## EXTRACTED MATERIAL:
= = = =

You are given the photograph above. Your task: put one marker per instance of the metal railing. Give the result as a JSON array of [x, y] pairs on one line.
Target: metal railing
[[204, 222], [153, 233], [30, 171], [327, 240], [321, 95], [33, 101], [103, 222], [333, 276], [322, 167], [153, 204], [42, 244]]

= = = =

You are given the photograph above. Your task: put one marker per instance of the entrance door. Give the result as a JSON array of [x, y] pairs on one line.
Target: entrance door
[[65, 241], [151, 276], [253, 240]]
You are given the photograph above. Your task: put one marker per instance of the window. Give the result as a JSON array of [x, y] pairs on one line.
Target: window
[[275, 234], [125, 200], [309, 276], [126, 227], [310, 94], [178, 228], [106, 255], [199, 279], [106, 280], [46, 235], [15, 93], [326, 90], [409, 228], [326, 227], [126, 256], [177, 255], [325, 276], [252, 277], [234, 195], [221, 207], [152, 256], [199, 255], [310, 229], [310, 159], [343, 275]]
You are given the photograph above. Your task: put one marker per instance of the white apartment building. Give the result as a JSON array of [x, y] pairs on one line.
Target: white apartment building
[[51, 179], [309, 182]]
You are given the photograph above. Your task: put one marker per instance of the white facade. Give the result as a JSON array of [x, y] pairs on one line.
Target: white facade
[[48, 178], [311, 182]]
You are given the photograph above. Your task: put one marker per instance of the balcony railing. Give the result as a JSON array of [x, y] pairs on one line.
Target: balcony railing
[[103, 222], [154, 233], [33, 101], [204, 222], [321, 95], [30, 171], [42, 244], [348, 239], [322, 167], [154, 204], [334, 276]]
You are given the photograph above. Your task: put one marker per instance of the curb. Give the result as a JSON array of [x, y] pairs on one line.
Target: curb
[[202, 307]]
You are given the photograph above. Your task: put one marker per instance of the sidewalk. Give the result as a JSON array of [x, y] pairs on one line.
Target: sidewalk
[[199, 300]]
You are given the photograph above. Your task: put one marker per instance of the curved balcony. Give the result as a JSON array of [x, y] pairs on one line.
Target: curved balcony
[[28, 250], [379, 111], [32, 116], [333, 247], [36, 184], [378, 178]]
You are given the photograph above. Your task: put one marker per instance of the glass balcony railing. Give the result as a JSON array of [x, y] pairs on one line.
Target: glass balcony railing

= = = =

## WRITTEN TASK:
Starting with the line containing "of the metal" and going on through the line containing "204], [42, 244]]", write those rows out again with "metal railing" replaced by "iron railing" and nothing else changed. Give only those lines.

## RESULT OF THE TASK:
You are given the photograph above. Your task: put one marker per instance of the iron railing. Give the result as a JSON array of [x, y] pairs on one line.
Target: iron railing
[[204, 222], [153, 233], [30, 171], [327, 240], [321, 95], [33, 101], [103, 222], [333, 276], [322, 167], [153, 204], [42, 244]]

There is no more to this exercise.